Он не знал ничего о росте народного самосознания в Европе и почти ничего или очень немногое — о широких просветительских возможностях, которые стали возможны на Западе упорными трудами церкви. Для этого понадобилось бы нечто большее, чем эпизодические беседы и споры с христианским миссионером. Ислам, в котором он был воспитан, и его природный гений помогли ему со всей ясностью осознать, что великая нация Индии может быть сцементирована лишь общими представлениями на религиозной основе. Но знание того, как подобная солидарность может быть создана и поддержана повсеместными школами, дешевыми книгами и системой университетов, к которым даже некоторые современные государства только нащупывают свой путь, было совершенно невозможно для него, как и знание о пароходах и самолетах. Та разновидность ислама, которая была знакома ему лучше всего, была ограниченной и нетерпимой верой турок-суннитов. Мусульмане, к тому же, составляли меньшинство населения.

МАТЕРИАЛ ДЛЯ УПРАЖНЕНИЯ:

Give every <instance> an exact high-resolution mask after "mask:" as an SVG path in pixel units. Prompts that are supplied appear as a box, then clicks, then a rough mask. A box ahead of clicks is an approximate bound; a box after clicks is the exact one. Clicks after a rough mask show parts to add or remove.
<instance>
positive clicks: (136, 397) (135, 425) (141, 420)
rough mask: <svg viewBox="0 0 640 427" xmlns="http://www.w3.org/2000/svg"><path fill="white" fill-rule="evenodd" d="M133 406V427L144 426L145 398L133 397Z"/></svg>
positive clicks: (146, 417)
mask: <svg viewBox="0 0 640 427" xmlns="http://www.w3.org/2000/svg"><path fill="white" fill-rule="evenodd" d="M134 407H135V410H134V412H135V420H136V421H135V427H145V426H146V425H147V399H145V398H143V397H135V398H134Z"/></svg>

ЗАДАНИЯ И УПРАЖНЕНИЯ:
A - Какая разновидность ислама, согласно отрывку, была знакома ему лучше всего?
B - Выпишите все строки, где есть слово «mask».

ОТВЕТЫ К ЗАДАНИЯМ:
A - Ограниченная и нетерпимая вера турок-суннитов.

B -
Give every <instance> an exact high-resolution mask after "mask:" as an SVG path in pixel units. Prompts that are supplied appear as a box, then clicks, then a rough mask. A box ahead of clicks is an approximate bound; a box after clicks is the exact one. Clicks after a rough mask show parts to add or remove.
rough mask: <svg viewBox="0 0 640 427" xmlns="http://www.w3.org/2000/svg"><path fill="white" fill-rule="evenodd" d="M133 406V427L144 426L145 398L133 397Z"/></svg>
mask: <svg viewBox="0 0 640 427" xmlns="http://www.w3.org/2000/svg"><path fill="white" fill-rule="evenodd" d="M134 407H135V410H134V412H135V420H136V421H135V427H145V426H146V425H147V399H145V398H143V397H135V398H134Z"/></svg>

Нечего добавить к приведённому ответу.